Data listing:
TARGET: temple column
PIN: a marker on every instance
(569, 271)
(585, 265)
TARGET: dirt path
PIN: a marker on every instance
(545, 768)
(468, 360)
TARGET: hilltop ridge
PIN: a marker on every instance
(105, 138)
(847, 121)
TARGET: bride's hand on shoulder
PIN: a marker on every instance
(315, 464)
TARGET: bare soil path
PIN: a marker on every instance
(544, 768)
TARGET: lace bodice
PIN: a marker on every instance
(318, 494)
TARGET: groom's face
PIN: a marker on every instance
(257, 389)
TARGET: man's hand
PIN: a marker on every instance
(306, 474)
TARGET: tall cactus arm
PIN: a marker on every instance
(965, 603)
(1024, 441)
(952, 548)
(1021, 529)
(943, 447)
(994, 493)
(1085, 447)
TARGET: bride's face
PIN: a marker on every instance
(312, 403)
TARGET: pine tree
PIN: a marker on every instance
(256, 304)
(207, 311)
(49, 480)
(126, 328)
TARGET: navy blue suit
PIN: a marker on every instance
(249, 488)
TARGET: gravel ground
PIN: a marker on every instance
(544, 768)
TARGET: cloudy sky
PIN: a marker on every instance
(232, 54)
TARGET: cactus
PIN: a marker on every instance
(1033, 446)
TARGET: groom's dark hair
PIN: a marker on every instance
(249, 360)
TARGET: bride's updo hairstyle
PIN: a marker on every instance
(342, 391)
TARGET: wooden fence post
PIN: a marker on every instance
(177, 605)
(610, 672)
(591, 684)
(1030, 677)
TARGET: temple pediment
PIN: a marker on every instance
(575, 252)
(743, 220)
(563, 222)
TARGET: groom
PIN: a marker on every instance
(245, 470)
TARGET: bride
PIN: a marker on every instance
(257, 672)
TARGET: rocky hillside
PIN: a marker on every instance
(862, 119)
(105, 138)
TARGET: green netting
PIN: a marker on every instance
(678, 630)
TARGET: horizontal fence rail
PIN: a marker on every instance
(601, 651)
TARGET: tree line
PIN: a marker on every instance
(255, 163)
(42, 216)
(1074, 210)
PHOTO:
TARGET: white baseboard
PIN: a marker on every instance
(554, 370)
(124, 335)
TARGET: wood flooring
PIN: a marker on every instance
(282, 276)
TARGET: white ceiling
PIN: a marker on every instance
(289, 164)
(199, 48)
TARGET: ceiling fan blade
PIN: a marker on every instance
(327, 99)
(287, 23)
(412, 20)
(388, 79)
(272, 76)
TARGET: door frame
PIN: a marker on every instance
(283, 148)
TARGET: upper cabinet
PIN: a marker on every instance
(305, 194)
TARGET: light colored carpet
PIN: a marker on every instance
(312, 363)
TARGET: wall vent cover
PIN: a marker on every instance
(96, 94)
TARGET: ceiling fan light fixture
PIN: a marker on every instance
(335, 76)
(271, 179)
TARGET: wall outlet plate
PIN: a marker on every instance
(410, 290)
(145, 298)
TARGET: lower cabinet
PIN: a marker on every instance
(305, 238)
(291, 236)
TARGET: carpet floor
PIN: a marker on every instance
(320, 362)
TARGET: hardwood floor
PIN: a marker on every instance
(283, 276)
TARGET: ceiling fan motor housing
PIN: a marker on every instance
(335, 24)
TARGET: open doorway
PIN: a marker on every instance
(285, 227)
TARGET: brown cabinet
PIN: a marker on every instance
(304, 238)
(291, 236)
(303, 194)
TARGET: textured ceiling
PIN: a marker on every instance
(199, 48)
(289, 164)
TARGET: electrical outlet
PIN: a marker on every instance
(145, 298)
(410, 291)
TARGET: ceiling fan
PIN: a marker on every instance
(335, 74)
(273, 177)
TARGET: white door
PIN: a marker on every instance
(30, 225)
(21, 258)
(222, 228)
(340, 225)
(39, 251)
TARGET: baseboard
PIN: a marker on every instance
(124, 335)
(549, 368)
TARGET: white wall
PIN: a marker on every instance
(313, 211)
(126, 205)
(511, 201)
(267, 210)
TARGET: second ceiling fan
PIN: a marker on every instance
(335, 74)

Stated task: Please put the data above into a two-column CSV headed text and answer, with one row per entry. Place each entry's text and its answer in their own quoted fields, and turn any line breaks into spaces.

Reply to the task:
text,answer
"TARGET: temple column PIN: a marker on every instance","(569, 271) (585, 265)"
"TARGET: dirt path PIN: a marker on every instance","(545, 768) (468, 360)"
"TARGET: hilltop ridge PIN: a marker on every instance","(105, 138) (847, 121)"
"TARGET: bride's hand on shoulder PIN: a marker on every instance","(315, 464)"
"TARGET: bare soil path PIN: a marker on every instance","(544, 768)"
"TARGET: lace bodice PIN: a marker on every instance","(318, 494)"
"TARGET: groom's face PIN: a marker on every instance","(257, 389)"
"TARGET: man's hand PIN: a marker on every instance","(306, 474)"
"TARGET: tall cactus arm PIN: a marker on every instance","(965, 603) (1024, 441) (952, 548) (1021, 529) (943, 447) (994, 493) (1085, 447)"
"TARGET: bride's face PIN: a marker on every instance","(312, 403)"
"TARGET: pine tree PIN: a marker on every instance","(256, 304) (207, 311) (49, 480) (126, 328)"
"TARGET: navy blue suit PIN: a marker on every instance","(249, 488)"
"TARGET: gravel ground PIN: a marker on every instance","(544, 768)"
"TARGET: cloudy sky PIN: a marker on every instance","(232, 54)"
"TARGET: cactus PIN: a marker on every instance","(1033, 446)"
"TARGET: groom's dark hair PIN: a marker on every instance","(249, 360)"
"TARGET: bride's updo hairstyle PIN: a marker on every instance","(342, 391)"
"TARGET: wooden fence post PIN: a marker on every instance","(177, 605) (610, 672) (591, 684) (1030, 677)"
"TARGET: temple pediment PIN: a marker on every instance","(575, 252) (743, 220) (563, 222)"
"TARGET: groom PIN: a marker on every instance","(245, 470)"
"TARGET: bride PIN: a marker on every instance","(257, 672)"
"TARGET: rocky hillside PIN: a marker on every instance","(862, 119) (105, 138)"
"TARGET: green netting PIN: a marker on every instance","(678, 630)"
"TARGET: horizontal fence rail PIN: a marker on every instance","(601, 651)"
"TARGET: tree line PIN: a marker on every instance","(255, 163) (42, 216) (1074, 210)"
"PHOTO: TARGET: white baseboard PIN: a marker on every instance","(554, 370) (124, 335)"
"TARGET: wood flooring PIN: a marker on every instance","(282, 276)"
"TARGET: white ceiling PIN: a marker on every instance","(289, 164) (199, 48)"
"TARGET: ceiling fan blade PIN: a marker on every instance","(327, 99) (287, 23) (412, 20) (388, 79) (272, 76)"
"TARGET: door frame PIN: a marker on every instance","(283, 148)"
"TARGET: upper cabinet PIN: a marker on every instance","(305, 194)"
"TARGET: light colored carpet PIN: a marker on every instance","(312, 363)"
"TARGET: wall vent cover PIN: a marker on every instance","(96, 94)"
"TARGET: ceiling fan light fixture PIN: a marker on every instance","(335, 76) (271, 179)"
"TARGET: wall outlet plate PIN: a marker on every instance","(410, 290) (145, 298)"
"TARGET: lower cabinet PIN: a marker on every instance","(305, 238) (291, 236)"
"TARGET: carpet floor PIN: a marker on every instance","(320, 362)"
"TARGET: hardwood floor PIN: a marker on every instance","(283, 276)"
"TARGET: ceiling fan motor housing PIN: a marker on every instance","(335, 24)"
"TARGET: open doorway PIN: a marker on every instance","(285, 227)"
"TARGET: brown cabinet PIN: a marker on every instance","(304, 238) (291, 236) (303, 194)"
"TARGET: textured ceiling PIN: a marker on every instance","(199, 48) (289, 164)"
"TARGET: electrical outlet PIN: a marker on every instance","(145, 298) (410, 291)"
"TARGET: ceiling fan PIN: a marker on every instance","(335, 74) (273, 177)"
"TARGET: white door PIN: a marker on every instance","(30, 225) (21, 258) (222, 228) (340, 225) (39, 251)"
"TARGET: baseboard PIN: a marker on every instance","(124, 335) (549, 368)"
"TARGET: white wall PIN: a marker on every instance","(313, 211) (126, 205) (511, 201) (267, 210)"
"TARGET: second ceiling fan PIN: a marker on every instance","(335, 74)"